#### [DATASET EXCERPTS]
• • • • •
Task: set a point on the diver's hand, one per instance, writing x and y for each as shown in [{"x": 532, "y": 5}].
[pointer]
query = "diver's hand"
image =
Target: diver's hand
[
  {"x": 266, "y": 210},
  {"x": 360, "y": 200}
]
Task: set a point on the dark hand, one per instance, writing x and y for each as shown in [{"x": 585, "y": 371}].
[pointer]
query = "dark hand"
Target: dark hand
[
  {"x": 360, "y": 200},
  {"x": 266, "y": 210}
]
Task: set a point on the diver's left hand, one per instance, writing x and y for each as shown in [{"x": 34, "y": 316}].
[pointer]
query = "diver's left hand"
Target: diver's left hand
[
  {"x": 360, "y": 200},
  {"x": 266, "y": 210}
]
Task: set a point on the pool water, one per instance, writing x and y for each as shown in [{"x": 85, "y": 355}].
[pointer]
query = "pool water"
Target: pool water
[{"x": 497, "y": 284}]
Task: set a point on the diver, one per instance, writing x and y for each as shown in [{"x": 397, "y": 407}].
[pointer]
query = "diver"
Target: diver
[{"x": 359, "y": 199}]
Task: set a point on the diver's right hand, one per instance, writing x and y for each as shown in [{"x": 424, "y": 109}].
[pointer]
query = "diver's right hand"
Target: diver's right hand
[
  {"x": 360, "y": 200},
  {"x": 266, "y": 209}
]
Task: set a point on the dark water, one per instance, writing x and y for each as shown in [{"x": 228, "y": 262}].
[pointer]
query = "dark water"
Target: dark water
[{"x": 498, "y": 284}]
• • • • •
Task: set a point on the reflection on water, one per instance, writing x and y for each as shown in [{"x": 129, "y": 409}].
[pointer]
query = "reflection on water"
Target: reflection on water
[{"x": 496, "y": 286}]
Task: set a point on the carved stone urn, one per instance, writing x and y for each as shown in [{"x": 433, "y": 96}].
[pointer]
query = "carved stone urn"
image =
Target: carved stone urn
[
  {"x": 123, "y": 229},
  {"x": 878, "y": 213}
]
• • • • •
#### [ACTIVITY]
Return a copy of each line in the entries that carries the string "query".

#### [ANSWER SECTION]
query = "diver's hand"
query = "dark hand"
query = "diver's left hand"
query = "pool water"
query = "diver"
query = "diver's right hand"
query = "dark water"
query = "reflection on water"
query = "carved stone urn"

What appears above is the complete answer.